:: TEXTE FOURNI ::
Par: Arié Attias, Médecin, réanimation chirurgicale polyvalente, Département d’anesthésie-réanimation, Hôpitaux universitaires Henri Mondor, AP-HP /

Publié le : 03 Février 2015

Selon quels critères anticiper une évolution ?

L’acharnement thérapeutique, le consentement éclairé, l’euthanasie, autant de concepts évoqués pour parler de patients en fin de vie. Qu’en est-il en réanimation ? La réalité de notre pratique est singulière. Pour l’illustrer, nous partirons du cas de madame L. âgée de 54 ans. Cette patiente est victime d’un banal accident de voiture. Transportée en urgence au sein de notre hôpital, le bilan lésionnel est plutôt rassurant compte tenu de la violence du choc : un minime traumatisme crânien, une fracture d’une vertèbre cervicale sans gravité et quelques fractures de côtes. À ce stade, rien ne laisse présager d’une longue hospitalisation. Pourtant, son état se dégrade progressivement suite à des complications infectieuses graves. Son aspect physique, lié à une dénutrition sévère, devient inquiétant. Après plusieurs mois d’évolution, au sein de l’équipe la situation commence à soulever la question de l’opportunité de poursuivre ou non les thérapeutiques engagées. Dans ce cadre nous recueillons les souhaits de la patiente, comme le demande la loi. La réponse est claire : elle refuse tout acte diagnostique ou thérapeutique, elle refuse de participer à des soins élémentaires comme la toilette ou la kinésithérapie. Ses proches s’en remettent aux choix de l’équipe médicale. Les avis au sein de l’équipe divergent et surtout, à l’encontre d’une majeure partie des soignants, le chef de service s’oppose à toute forme de limitation ou d’arrêt thérapeutique. L’expression de sa réticence repose essentiellement sur deux arguments. La pathologie de cette patiente, dont l’autonomie antérieure était conservée, est curable. De plus, il doute de la capacité pleine et entière de cette femme à formuler un avis éclairé compte tenu de la situation et de l’interférence de la douleur physique et morale dans ses choix. Au regard de ces nombreux doutes raisonnables, la poursuite des thérapeutiques entreprises est décidée en accord avec l’ensemble de l’équipe. L’évolution sera favorable. La veille de sa sortie, nous retournons l’interroger sur son vécu de cette terrible épreuve. Elle est souriante et nous remercie chaleureusement de ne pas avoir baissé les bras lorsqu’elle était au plus mal.

Entrées tirées d'une collection:
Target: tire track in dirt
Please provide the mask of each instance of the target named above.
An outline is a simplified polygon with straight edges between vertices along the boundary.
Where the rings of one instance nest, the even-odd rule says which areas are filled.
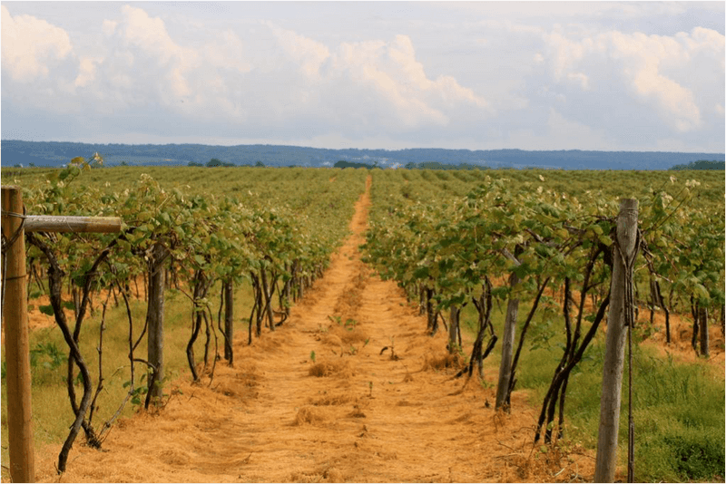
[[[472,382],[462,390],[444,367],[443,332],[427,336],[425,316],[401,289],[360,261],[369,187],[370,177],[353,235],[284,325],[251,346],[236,341],[235,367],[221,363],[211,384],[182,379],[182,394],[162,411],[120,421],[104,451],[76,443],[60,481],[592,479],[592,457],[535,460],[536,415],[525,394],[513,394],[513,413],[505,416],[489,406],[491,386]],[[59,480],[59,449],[37,457],[40,481]]]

:: TÂCHES À RÉALISER ::
1. Citez le texte sur la fin de vie en réanimation, depuis « Par: Arié Attias, Médecin, réanimation » jusqu'à « anticiper une évolution ? » inclusivement.
2. Écrivez la suite du texte sur la fin de vie en réanimation, après sa dernière phrase.

:: RÉPONSES AUX TÂCHES ::
1.
Par: Arié Attias, Médecin, réanimation chirurgicale polyvalente, Département d’anesthésie-réanimation, Hôpitaux universitaires Henri Mondor, AP-HP /

Publié le : 03 Février 2015

Selon quels critères anticiper une évolution ?

2.
 

Comment s’assurer que la demande formulée est parfaitement éclairée ?

Au travers de ce cas bien réel, nous voyons en arrière-plan toute la problématique de la fin de vie en réanimation. Chaque jour, l’acharnement des réanimateurs permet de sauver de nombreuses vies. À quel moment la limite du déraisonnable est-elle franchie ? Cette limite est en réalité variable d’un médecin à l’autre, d’un patient à l’autre, voire variable pour un même patient au cours du temps. Accompagner la fin de vie en évitant l’acharnement thérapeutique et en tenant compte des préférences du patient est un concept louable, la pratique est bien plus complexe. Pour se prémunir des dérives, l’avis du malade et de ses proches, la collégialité et le consultant extérieur font office de garde fou. Les souhaits des patients, relayés éventuellement par leurs proches sont recherchés systématiquement en réanimation. Néanmoins, ce cas soulève une question fondamentale. Peut-on s’appuyer sur l’avis de patients dont nous savons pertinemment que leur discernement est affecté par de nombreux éléments ? L’équilibre entre l’autonomie du patient et le paternalisme médical est un art qui ne s’enseigne pas au travers d’une loi.
Enfin, en extrapolant ce cas à la question de l’euthanasie en réanimation, il apparaît que celle-ci est hors sujet. En effet, selon les lois des pays légalisant sa pratique, le recueil du consentement éclairé du patient est une condition sine qua non. Or comment s’assurer que la demande formulée est parfaitement éclairée puisque nous savons que les patients de réanimation sont très souvent inaptes à formuler leur souhait sereinement et en pleine possession de leurs capacités mentales, morales et physiques. Mettre fin volontairement à la vie de ces patients équivaudrait à un homicide. Une éventuelle loi ne devrait donc pas a priori modifier les pratiques dans les services de réanimation.